## PROBLEMS
(1) List the three features of the bird that the note in the article on Microsoft's drawing bot asks you to draw.
(2) According to the article on Microsoft's drawing bot, how much did the focus on individual words improve image quality over the previous state-of-the-art technique?

## EXCERPT
────

Microsoft researchers build a bot that draws what you tell it to

If you’re handed a note that asks you to draw a picture of a bird with a yellow body, black wings and a short beak, chances are you’ll start with a rough outline of a bird, then glance back at the note, see the yellow part and reach for a yellow pen to fill in the body, read the note again and reach for a black pen to draw the wings and, after a final check, shorten the beak and define it with a reflective glint. Then, for good measure, you might sketch a tree branch where the bird rests.

Now, there’s a bot that can do that, too.

The new artificial intelligence technology under development in Microsoft’s research labs is programmed to pay close attention to individual words when generating images from caption-like text descriptions. This deliberate focus produced a nearly three-fold boost in image quality compared to the previous state-of-the-art technique for text-to-image generation, according to results on an industry standard test reported in a research paper posted on arXiv.org.

The technology, which the researchers simply call the drawing bot, can generate images of everything from ordinary pastoral scenes, such as grazing livestock, to the absurd, such as a floating double-decker bus. Each image contains details that are absent from the text descriptions, indicating that this artificial intelligence contains an artificial imagination.

────

## GIVEN MATERIAL

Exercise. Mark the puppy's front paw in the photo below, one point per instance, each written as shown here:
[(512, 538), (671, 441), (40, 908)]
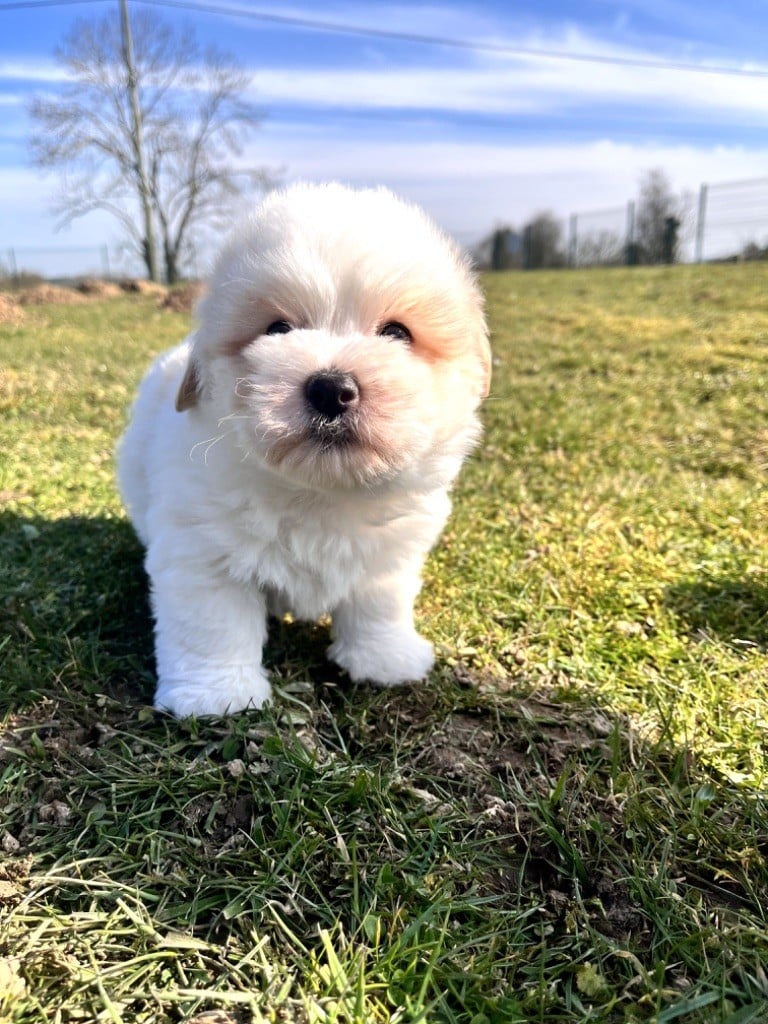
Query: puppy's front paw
[(389, 659), (220, 692)]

────

## ANSWER SET
(1) A yellow body, black wings and a short beak.

(2) It produced a nearly three-fold boost in image quality.